Selected excerpt below:

W-MCP1-3a.023 TO THOMAS B. MCQUESTEN, ESQ., B.A. from his mother Mary Baker McQuesten
Mar 15 1905
To: Thomas McQuesten 22 Grosvenor St., Toronto, Ontario
My dear dear boy,
I was sorry not to have the pleasure of seeing you and Cal. but otherwise was relieved not to have to go to Toronto, for these trips tire me very much, I find. When the deputation returned on Friday Mr. C. [Chisholm] came in to tell me, that Mr. P. [Pidgeon] had telegraphed in reply to his note that he could not consider it, but was writing. In his letter he said the same, but would receive the deputation. So after stating our case, he agreed to consider the question, yesterday Mr. C. wrote me, that Mr. McPhie wanted me write Mrs. P. At first did not feel inclined, as I think Mrs. P. must not be used to go against what he believes to be right in the matter, but finally wrote a kind note without unduly addressing the case1.
On Saturday, I went to town to the Hospital and took Mr. Logie some Charlotte Russe, he was as jolly as usual, he is most comical in his expressions, just like a boy. Whilst I was there Hugh Laidlaw came in, he is a doctor now, and had gone out on a steamer to Calcutta, he seemed a nice sort of fellow, and asked for you.

End of Selected excerpt.
Records below:

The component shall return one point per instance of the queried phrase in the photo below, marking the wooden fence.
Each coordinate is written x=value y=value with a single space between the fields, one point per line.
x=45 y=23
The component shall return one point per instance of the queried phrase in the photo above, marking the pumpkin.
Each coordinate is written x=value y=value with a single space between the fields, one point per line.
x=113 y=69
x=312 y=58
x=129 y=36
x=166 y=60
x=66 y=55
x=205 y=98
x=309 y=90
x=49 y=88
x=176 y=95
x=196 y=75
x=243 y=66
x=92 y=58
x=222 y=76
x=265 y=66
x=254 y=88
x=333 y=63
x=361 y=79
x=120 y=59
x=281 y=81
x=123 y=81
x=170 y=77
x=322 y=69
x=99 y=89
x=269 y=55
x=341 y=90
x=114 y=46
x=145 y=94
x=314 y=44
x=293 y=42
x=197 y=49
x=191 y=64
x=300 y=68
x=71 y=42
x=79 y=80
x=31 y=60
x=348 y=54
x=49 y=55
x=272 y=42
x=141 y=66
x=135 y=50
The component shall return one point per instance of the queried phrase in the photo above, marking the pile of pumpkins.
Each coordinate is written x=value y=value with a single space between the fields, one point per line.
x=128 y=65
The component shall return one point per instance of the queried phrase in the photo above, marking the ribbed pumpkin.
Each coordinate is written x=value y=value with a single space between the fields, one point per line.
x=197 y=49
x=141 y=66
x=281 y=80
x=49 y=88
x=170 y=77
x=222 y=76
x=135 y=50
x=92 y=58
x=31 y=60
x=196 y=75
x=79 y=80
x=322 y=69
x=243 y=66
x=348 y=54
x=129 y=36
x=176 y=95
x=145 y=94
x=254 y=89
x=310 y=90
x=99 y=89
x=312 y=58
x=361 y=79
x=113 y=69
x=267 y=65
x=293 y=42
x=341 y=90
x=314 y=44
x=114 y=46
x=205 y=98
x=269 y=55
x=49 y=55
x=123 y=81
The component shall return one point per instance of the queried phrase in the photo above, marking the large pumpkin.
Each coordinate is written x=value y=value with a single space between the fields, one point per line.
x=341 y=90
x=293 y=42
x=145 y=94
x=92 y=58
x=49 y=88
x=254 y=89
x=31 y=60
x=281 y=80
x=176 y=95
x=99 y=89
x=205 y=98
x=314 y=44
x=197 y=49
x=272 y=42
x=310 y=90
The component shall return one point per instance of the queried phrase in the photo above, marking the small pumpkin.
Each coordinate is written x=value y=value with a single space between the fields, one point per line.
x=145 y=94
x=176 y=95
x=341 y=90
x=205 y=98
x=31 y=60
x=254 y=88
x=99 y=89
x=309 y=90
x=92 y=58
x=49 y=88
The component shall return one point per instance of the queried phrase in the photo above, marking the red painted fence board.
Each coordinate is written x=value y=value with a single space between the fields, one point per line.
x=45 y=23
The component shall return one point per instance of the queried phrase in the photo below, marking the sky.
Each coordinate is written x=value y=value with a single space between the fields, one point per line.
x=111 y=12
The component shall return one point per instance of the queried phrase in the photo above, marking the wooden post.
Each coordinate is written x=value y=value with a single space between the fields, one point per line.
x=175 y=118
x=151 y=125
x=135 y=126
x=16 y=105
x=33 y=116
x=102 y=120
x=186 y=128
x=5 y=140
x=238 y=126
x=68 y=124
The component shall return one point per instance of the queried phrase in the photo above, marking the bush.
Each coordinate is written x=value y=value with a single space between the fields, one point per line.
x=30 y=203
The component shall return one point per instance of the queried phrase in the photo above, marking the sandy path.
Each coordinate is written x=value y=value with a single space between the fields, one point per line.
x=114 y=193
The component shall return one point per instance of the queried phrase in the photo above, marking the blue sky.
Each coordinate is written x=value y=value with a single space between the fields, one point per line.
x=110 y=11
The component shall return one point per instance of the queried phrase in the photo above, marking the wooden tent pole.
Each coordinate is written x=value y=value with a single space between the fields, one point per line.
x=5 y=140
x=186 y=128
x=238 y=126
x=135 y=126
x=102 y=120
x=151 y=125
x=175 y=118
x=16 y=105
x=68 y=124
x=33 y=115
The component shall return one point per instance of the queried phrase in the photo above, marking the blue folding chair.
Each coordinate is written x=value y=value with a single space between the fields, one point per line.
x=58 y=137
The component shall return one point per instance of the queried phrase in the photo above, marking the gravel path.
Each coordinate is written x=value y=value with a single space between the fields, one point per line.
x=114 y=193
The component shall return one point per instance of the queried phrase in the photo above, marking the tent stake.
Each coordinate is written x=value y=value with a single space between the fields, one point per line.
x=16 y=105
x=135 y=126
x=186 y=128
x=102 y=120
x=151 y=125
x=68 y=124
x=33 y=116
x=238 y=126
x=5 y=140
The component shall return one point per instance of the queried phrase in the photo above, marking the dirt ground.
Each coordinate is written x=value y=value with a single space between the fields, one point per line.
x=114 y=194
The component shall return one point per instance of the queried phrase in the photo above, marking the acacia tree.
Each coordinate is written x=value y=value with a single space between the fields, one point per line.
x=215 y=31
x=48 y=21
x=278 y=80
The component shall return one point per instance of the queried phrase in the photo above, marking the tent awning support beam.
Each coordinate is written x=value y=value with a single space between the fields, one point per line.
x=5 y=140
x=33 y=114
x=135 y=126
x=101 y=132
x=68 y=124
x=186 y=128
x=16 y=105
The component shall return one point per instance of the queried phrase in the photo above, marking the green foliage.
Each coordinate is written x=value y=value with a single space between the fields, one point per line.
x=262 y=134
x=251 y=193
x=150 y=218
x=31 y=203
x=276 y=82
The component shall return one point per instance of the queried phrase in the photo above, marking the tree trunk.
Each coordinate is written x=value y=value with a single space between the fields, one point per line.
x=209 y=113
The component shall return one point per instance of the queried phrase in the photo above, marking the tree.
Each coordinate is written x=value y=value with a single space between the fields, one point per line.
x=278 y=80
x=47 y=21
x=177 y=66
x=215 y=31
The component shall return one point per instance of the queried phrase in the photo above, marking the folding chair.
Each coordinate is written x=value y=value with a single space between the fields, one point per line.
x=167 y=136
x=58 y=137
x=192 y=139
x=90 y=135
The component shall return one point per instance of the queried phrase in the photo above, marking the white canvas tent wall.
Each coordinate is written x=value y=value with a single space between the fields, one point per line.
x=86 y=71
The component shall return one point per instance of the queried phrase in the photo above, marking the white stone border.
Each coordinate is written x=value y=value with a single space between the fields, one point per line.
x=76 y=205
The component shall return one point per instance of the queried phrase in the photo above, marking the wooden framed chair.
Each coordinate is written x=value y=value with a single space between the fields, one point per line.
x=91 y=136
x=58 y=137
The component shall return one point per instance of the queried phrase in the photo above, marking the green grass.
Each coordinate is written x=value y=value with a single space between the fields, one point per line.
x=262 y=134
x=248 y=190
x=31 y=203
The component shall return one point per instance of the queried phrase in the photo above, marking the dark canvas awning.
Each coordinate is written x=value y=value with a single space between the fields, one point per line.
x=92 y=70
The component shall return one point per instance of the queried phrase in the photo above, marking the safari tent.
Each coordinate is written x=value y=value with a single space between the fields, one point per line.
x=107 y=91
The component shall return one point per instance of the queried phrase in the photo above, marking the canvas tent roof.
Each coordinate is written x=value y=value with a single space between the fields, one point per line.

End of Records.

## Questions
1) In the letter, answer the following:
(a) On what day did the deputation return?
(b) What did the writer take Mr. Logie at the Hospital?
(c) To what city had Hugh Laidlaw gone out on a steamer?
2) Rewrite the letter between "W-MCP1-3a.023 TO THOMAS" and "addressing the case1.", inclusive, putting "delegation" in place of "deputation".

## Expected outputs
1)
(a) Friday
(b) Charlotte Russe
(c) Calcutta

2)
W-MCP1-3a.023 TO THOMAS B. MCQUESTEN, ESQ., B.A. from his mother Mary Baker McQuesten
Mar 15 1905
To: Thomas McQuesten 22 Grosvenor St., Toronto, Ontario
My dear dear boy,
I was sorry not to have the pleasure of seeing you and Cal. but otherwise was relieved not to have to go to Toronto, for these trips tire me very much, I find. When the delegation returned on Friday Mr. C. [Chisholm] came in to tell me, that Mr. P. [Pidgeon] had telegraphed in reply to his note that he could not consider it, but was writing. In his letter he said the same, but would receive the delegation. So after stating our case, he agreed to consider the question, yesterday Mr. C. wrote me, that Mr. McPhie wanted me write Mrs. P. At first did not feel inclined, as I think Mrs. P. must not be used to go against what he believes to be right in the matter, but finally wrote a kind note without unduly addressing the case1.